■ WRITTEN INSTRUCTION: Read the data and repeat it in full, exactly.

■ RECORDS FOR THIS TASK:
────────────────
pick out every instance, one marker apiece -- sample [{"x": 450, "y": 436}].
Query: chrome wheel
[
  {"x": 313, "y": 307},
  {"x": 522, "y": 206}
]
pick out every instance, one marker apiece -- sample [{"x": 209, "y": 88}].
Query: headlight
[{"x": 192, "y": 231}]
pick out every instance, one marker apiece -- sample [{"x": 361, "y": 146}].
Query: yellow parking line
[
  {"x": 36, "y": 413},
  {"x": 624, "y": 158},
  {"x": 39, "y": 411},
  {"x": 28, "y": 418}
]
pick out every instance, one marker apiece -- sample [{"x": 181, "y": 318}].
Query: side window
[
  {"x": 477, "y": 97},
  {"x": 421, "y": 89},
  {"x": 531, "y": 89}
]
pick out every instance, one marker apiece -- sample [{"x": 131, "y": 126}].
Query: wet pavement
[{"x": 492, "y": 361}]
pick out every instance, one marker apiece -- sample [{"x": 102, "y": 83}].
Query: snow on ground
────────────────
■ CORRECT RESPONSE:
pick out every instance, one marker apiece -- sample [{"x": 450, "y": 436}].
Query: chrome wheel
[
  {"x": 313, "y": 307},
  {"x": 522, "y": 206}
]
pick out every instance, one marker apiece -- sample [{"x": 209, "y": 88}].
Query: headlight
[{"x": 192, "y": 231}]
pick out every instance, one marker apiece -- sample [{"x": 361, "y": 146}].
Query: yellow parking line
[
  {"x": 36, "y": 413},
  {"x": 624, "y": 158},
  {"x": 39, "y": 411},
  {"x": 28, "y": 418}
]
pick out every instance, one marker apiece -- sample [{"x": 181, "y": 318}].
Query: side window
[
  {"x": 477, "y": 97},
  {"x": 421, "y": 89},
  {"x": 531, "y": 89}
]
pick out every instance, one marker apiece -- sample [{"x": 131, "y": 126}].
Query: wet pavement
[{"x": 492, "y": 361}]
pick out every instance, one marker apiece -- sample [{"x": 102, "y": 83}].
Query: snow on ground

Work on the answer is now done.